Exercise requirements: Revise the material below by changing every "one point per instance" to "a single point for each instance" and leaving everything else as it is. Leave the pictures out of your answer.
▬▬▬▬▬▬▬▬▬▬
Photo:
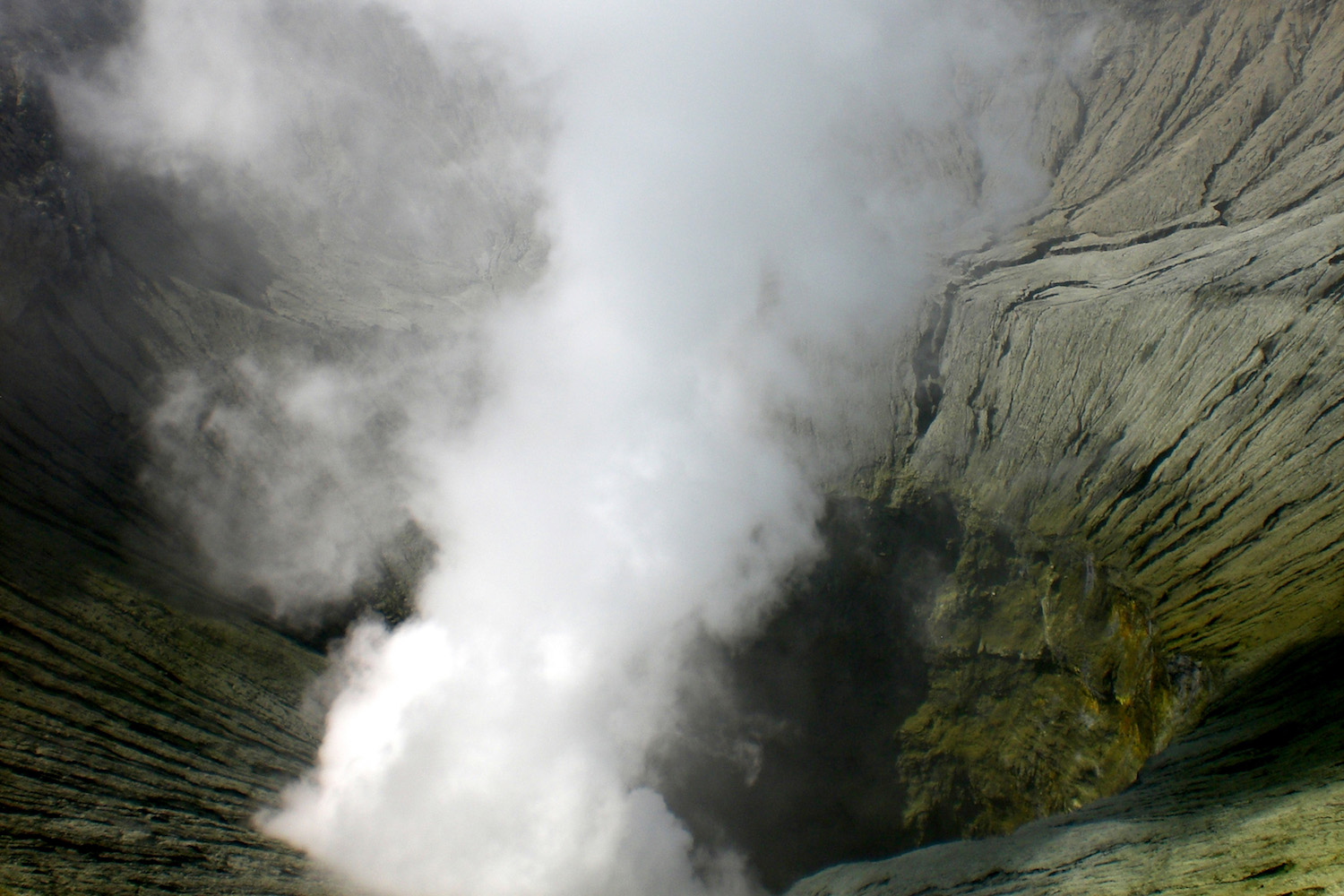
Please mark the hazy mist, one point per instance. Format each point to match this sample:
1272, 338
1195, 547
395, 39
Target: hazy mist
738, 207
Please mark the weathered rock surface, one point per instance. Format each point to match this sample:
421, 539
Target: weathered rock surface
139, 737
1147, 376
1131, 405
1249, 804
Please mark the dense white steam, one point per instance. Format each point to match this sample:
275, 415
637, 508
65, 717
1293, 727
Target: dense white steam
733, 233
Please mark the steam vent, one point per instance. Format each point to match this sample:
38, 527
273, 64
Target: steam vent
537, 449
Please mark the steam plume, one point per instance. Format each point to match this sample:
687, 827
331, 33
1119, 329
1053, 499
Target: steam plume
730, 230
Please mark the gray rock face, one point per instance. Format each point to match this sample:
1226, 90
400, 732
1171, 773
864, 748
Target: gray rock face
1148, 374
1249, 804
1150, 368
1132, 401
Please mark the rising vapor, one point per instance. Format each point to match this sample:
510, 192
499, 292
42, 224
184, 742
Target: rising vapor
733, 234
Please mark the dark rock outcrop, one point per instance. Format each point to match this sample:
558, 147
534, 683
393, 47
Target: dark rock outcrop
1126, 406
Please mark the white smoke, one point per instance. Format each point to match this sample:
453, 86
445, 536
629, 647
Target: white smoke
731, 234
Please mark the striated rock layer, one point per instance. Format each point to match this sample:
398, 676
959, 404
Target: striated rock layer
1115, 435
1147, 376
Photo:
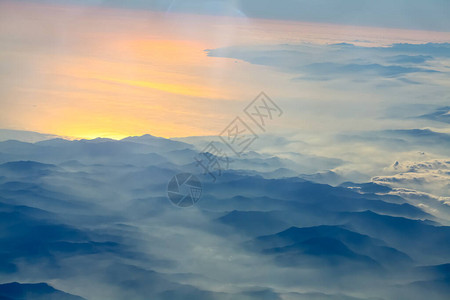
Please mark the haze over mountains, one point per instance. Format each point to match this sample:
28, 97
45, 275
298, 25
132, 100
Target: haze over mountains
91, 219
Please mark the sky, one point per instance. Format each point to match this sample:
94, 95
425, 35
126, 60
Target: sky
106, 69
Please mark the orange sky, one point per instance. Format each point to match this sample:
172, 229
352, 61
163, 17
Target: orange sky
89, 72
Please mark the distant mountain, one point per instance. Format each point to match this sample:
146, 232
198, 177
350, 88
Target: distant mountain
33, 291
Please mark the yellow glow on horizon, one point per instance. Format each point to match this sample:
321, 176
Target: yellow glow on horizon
▬▬▬▬▬▬▬▬▬▬
Written response:
Photo:
Please mark the hazy mist, a single point for each instance. Format each point to match this sample:
1272, 338
1195, 547
395, 39
Target: hazy mist
738, 207
Please mark the weathered rock surface, a single point for each instance. Format each point to match this sample:
421, 539
Target: weathered rock surface
139, 737
1147, 376
1131, 405
1249, 804
Please mark the dense white steam, a single point for each instance. Format each point to match this sample:
275, 415
637, 508
65, 717
1293, 727
Target: dense white steam
733, 233
Please mark the steam vent, a single point for each instance. Format each point to match this sample:
38, 527
273, 64
Target: steam vent
537, 449
Please mark the steam plume, a single point for each instance. Format each point to match this sample:
687, 827
331, 33
1119, 329
1053, 499
Target: steam plume
730, 230
Please mark the gray rock face, a single point for each instance. Format each point to match this sample:
1226, 90
400, 732
1171, 773
864, 748
Target: gray rock face
1148, 374
1249, 804
1150, 368
1132, 401
Please mark the rising vapor, a single point for each instance. Format each point to match this sample:
510, 192
499, 292
42, 224
184, 742
Target: rising vapor
733, 234
Please mark the dark rock outcrop, a single point for each instance. Format each point to match this sample:
558, 147
534, 683
393, 47
Target: dark rock outcrop
1126, 406
Please mark the white smoke, a single point for each instance. Format each point to match this sample:
453, 86
445, 536
629, 647
Target: white smoke
731, 234
Please mark the striated rock layer, a single point for each instance. Format each point to match this sample:
398, 676
959, 404
Target: striated rock layer
1115, 435
1147, 376
Photo:
Please mark the haze over mountains, a single point for each instance. Format each point to match this sample:
28, 97
45, 275
298, 25
132, 100
Target: haze over mountains
91, 219
Please mark the sky, a single point for each instance. Format each point to match this sample:
94, 95
425, 35
126, 60
Target: sky
106, 69
Please mark the orange sky, a single point for each instance. Format each point to match this sample:
172, 229
352, 61
163, 17
Target: orange sky
89, 72
Please mark the distant mountain, a single point for each instance. Format each point to match this sample:
146, 232
198, 177
350, 88
Target: distant mountain
33, 291
Please mark the yellow glow on horizon, a single point for each instance. Format each point to match this sample:
321, 176
Target: yellow glow on horizon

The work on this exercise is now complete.